▶ _Stated problem_
Please scale every point coordinate in the answers by 1.35, rounding each to a whole number with halves going up, and write out all lines from the line with "For the evaluation, point out each instance of the tree" up to and including the final line of the listing. Keep all other text in that stretch unchanged and return only those lines.

▶ _Given data_
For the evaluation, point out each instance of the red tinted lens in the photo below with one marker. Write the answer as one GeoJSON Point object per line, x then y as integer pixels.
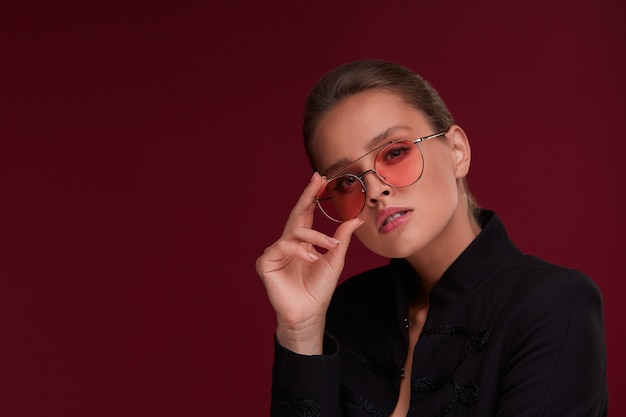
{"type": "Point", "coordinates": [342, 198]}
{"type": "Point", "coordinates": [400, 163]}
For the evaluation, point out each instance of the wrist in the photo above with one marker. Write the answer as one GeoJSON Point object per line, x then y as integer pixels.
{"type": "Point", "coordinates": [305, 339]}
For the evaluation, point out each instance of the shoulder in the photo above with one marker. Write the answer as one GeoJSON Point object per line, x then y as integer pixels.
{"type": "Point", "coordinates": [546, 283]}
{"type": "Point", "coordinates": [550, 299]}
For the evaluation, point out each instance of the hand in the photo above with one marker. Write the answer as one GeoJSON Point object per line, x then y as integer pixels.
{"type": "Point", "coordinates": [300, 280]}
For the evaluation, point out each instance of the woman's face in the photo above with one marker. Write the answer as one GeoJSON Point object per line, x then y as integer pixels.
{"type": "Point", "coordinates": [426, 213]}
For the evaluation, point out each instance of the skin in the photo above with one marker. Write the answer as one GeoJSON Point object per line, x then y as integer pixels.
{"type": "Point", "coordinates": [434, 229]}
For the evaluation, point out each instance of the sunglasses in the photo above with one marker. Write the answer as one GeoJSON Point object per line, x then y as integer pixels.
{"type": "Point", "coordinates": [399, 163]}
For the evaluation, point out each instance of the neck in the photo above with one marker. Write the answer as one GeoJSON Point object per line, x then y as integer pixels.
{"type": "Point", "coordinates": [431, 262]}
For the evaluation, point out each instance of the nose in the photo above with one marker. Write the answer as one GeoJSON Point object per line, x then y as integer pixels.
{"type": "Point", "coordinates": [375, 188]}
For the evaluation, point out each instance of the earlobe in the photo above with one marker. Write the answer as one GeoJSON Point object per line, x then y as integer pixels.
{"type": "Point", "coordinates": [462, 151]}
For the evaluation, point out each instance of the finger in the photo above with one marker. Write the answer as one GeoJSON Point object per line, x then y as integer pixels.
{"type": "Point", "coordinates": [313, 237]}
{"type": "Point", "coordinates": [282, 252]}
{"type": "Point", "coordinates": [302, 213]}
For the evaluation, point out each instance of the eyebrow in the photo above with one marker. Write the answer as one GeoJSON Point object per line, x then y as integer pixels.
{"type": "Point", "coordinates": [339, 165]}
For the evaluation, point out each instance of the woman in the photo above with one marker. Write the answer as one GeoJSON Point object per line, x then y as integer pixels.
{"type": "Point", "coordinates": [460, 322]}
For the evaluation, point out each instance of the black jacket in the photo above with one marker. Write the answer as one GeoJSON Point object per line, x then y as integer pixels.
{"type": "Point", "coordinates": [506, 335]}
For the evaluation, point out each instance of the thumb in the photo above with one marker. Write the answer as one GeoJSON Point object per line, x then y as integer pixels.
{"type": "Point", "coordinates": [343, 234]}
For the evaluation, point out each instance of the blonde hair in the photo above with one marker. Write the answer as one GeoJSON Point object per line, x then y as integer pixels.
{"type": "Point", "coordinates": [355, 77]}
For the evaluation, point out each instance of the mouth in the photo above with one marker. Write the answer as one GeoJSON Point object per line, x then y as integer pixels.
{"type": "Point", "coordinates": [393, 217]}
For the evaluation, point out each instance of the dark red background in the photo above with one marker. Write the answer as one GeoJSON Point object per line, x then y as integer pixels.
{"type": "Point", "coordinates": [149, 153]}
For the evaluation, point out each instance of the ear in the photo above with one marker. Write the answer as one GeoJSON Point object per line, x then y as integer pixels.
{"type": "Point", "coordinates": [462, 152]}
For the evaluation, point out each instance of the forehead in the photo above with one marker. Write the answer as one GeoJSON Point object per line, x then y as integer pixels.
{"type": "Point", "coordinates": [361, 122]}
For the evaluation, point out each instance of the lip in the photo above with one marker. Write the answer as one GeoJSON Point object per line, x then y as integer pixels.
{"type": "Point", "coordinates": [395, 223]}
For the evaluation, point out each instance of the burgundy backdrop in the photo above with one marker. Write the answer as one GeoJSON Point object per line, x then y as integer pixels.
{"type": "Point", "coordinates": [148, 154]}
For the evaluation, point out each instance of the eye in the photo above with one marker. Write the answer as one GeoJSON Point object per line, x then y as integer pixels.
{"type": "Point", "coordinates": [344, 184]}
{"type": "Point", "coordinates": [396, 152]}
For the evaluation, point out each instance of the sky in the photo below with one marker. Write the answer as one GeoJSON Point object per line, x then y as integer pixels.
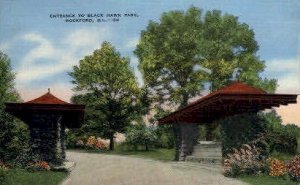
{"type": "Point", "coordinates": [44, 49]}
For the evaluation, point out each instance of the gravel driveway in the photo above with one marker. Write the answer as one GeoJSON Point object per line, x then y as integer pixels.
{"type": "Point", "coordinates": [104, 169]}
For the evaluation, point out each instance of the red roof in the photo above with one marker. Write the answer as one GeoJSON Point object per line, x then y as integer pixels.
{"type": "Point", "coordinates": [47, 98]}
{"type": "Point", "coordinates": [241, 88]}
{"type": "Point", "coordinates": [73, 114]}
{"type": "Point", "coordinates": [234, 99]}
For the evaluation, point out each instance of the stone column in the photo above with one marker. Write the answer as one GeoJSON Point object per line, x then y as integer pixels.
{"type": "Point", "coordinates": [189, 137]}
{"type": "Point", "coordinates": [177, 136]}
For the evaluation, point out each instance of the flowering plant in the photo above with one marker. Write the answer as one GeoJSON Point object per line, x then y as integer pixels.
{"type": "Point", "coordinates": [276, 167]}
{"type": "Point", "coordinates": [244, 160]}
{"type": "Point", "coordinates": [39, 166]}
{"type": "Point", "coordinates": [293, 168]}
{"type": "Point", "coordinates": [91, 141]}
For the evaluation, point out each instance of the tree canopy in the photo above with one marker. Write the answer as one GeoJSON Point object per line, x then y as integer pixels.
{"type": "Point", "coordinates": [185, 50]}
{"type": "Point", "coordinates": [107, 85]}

▶ _Correct result_
For the evaluation, point out each instance of the tree canopy in the photo above with one marker. Write the answer as one GeoJSON Point object per line, x then y as integer pixels.
{"type": "Point", "coordinates": [250, 68]}
{"type": "Point", "coordinates": [144, 115]}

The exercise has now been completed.